---------- Available data ----------
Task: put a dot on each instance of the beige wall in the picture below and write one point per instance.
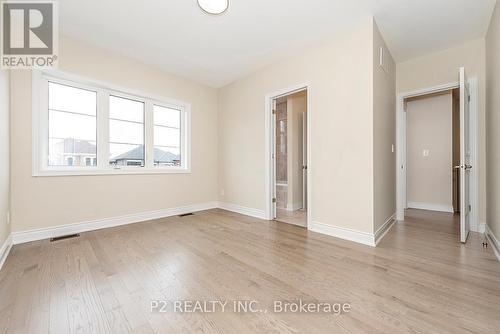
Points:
(493, 121)
(442, 68)
(384, 134)
(49, 201)
(429, 127)
(4, 156)
(341, 126)
(297, 105)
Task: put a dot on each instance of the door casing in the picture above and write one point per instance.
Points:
(270, 182)
(401, 168)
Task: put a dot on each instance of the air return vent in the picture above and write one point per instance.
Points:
(186, 214)
(64, 237)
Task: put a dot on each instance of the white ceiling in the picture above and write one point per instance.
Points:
(176, 36)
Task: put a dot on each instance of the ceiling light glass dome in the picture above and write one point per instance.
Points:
(214, 7)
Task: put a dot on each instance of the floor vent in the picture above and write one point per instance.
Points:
(64, 237)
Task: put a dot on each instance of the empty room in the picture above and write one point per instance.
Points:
(229, 166)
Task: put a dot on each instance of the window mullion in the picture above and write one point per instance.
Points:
(149, 134)
(102, 129)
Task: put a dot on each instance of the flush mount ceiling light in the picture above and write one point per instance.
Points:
(214, 7)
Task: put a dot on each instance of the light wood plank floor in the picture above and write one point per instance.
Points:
(297, 217)
(419, 280)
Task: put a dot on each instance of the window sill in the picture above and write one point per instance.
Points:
(117, 171)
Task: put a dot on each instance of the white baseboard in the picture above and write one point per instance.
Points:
(55, 231)
(495, 244)
(431, 207)
(382, 231)
(4, 251)
(365, 238)
(256, 213)
(343, 233)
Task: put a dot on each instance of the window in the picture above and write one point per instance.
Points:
(72, 125)
(126, 132)
(82, 128)
(167, 136)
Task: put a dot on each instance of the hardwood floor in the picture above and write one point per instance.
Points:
(419, 280)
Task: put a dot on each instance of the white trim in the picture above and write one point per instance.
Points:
(384, 229)
(269, 140)
(431, 207)
(5, 250)
(55, 231)
(401, 200)
(294, 206)
(495, 244)
(103, 91)
(343, 233)
(256, 213)
(481, 228)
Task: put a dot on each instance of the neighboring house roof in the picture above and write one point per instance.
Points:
(138, 154)
(77, 146)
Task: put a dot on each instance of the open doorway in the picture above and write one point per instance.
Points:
(437, 149)
(433, 150)
(290, 158)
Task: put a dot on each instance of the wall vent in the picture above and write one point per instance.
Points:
(64, 237)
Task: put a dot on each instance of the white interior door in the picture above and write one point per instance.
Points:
(273, 157)
(465, 157)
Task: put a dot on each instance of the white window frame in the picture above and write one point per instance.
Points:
(40, 79)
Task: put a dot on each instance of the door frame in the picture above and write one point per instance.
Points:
(401, 187)
(270, 146)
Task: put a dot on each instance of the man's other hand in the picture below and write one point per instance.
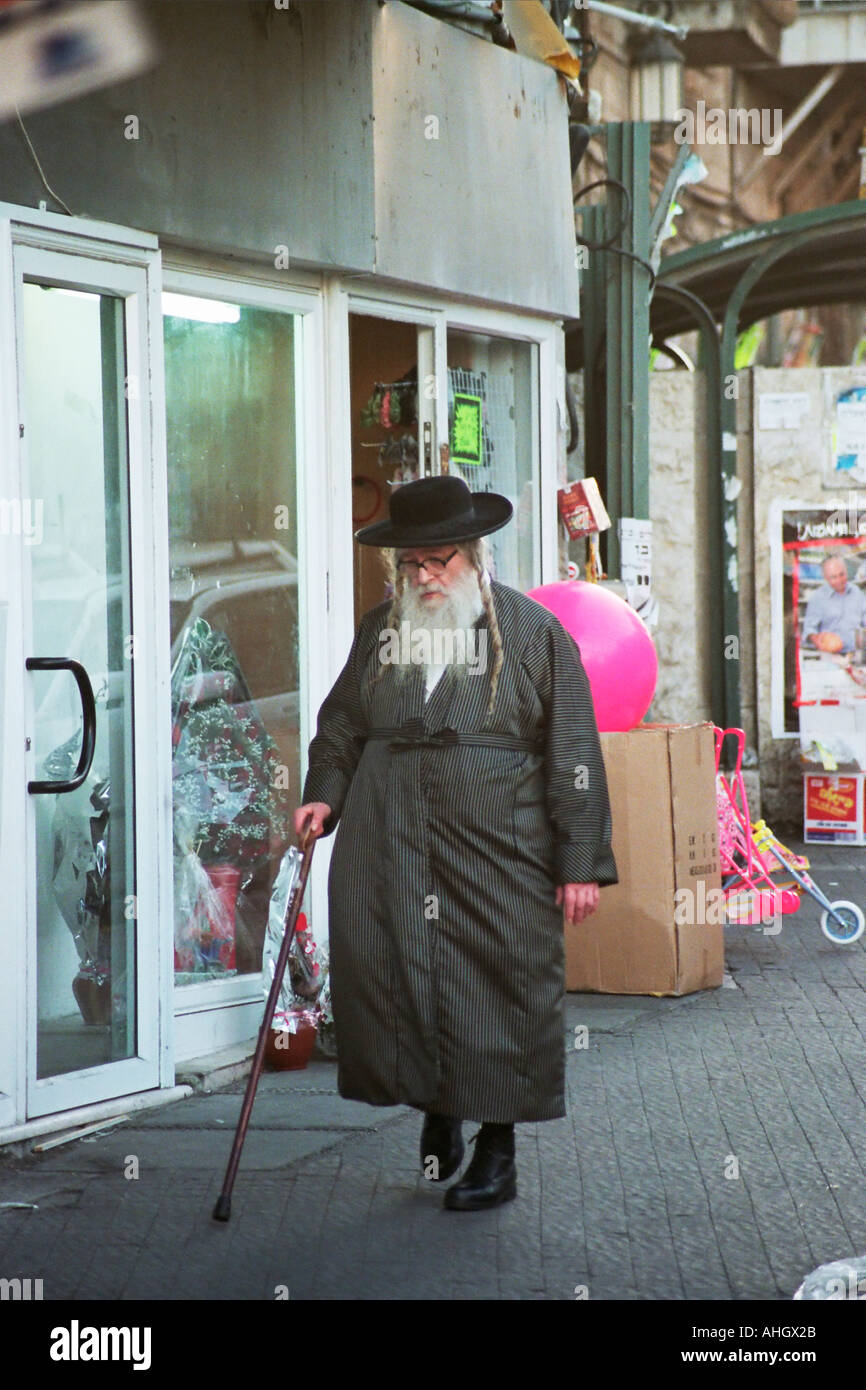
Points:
(313, 815)
(581, 900)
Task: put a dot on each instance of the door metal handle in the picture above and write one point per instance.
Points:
(88, 708)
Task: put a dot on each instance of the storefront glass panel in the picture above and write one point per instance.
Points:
(74, 401)
(231, 446)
----------
*Objective:*
Without the pictures, repeat all the records word for word.

*The response:*
Task: put a dot on each instance of the beige wall in the picture below and write one point per instance.
Points:
(493, 121)
(442, 68)
(384, 134)
(49, 201)
(429, 127)
(4, 156)
(341, 126)
(297, 105)
Task: put a dot on each instance of the door casing in the picture above and write one point per instance.
Points:
(270, 182)
(401, 168)
Task: put a dot on each instance of the air return vent in the picture above and write one point per instance.
Points:
(186, 214)
(64, 237)
Task: put a dot on each instance of the white ceiling in the picture above and write one point per instance.
Points:
(176, 36)
Task: put a dot on each instance of the ceiling light glass dome in the picture above and write one point per instance.
Points:
(214, 7)
Task: put a dot on each instance of the floor vent in the picture above and write one point per instance.
Points:
(64, 237)
Task: put a dot on each instance of the empty room in the picture above and write one point per instance.
Points:
(229, 166)
Task: put a dot on each instance of the window mullion in the picture above and write one point per instance.
Points:
(149, 134)
(102, 129)
Task: put a dot on each instance of the flush mount ceiling light in the picture above and write one point per instance.
Points:
(214, 7)
Task: put a dot on each instance of the light wood plank floor in the picture above and write one point per instance.
Points:
(297, 217)
(419, 280)
Task: put a dot on each instance of the window sill in the picture above and write one point per instance.
Points:
(117, 171)
Task: put a dot on each instance of the white baseboard in the picture above and write one point per instance.
Points:
(55, 231)
(495, 244)
(431, 207)
(382, 231)
(4, 251)
(365, 238)
(256, 213)
(343, 233)
Task: put a dot on each instance of the window in the picture above and write one point per instance.
Points:
(72, 125)
(126, 132)
(82, 128)
(167, 136)
Task: put a dot on each instance of the hardwood floor in the picture above and write one point per instance.
Points:
(419, 280)
Task: put a dot on each instance of the white trim in the picture above and write one point per instance.
Points:
(384, 229)
(269, 140)
(431, 207)
(5, 250)
(55, 231)
(401, 200)
(294, 206)
(495, 244)
(103, 91)
(343, 233)
(256, 213)
(481, 228)
Task: put a dot on each instance of the neighboring house roof in the picture above and write one point per instance.
Points:
(138, 154)
(77, 146)
Task: put a dot on each instance of the open doorway in the picture above and write one point per instance.
Points:
(437, 149)
(433, 150)
(290, 158)
Task: put a dot on each instance of the wall vent in the picture above and write one point per instance.
Points:
(64, 237)
Task: put a dot on each instance of the white interior door in the picture above and write one point per instance.
Points:
(273, 157)
(465, 157)
Task: put a dot on each instance of the white window frame in the picture above and write one point per instance.
Points:
(40, 79)
Task: put a dot on each instance of the door frame in the picture above and write one point per instance.
Points:
(401, 187)
(270, 146)
Task: put a dot on each instance of the man's other hand in the picture below and write one point per instance.
Points:
(313, 815)
(581, 900)
Task: put a dot on each instance of the door metal handle in the picture above and write one point per instance.
Points:
(88, 708)
Task: put a dot on each instance of the storefront glass panel in the picture above and write one point per instance.
Points:
(74, 401)
(231, 446)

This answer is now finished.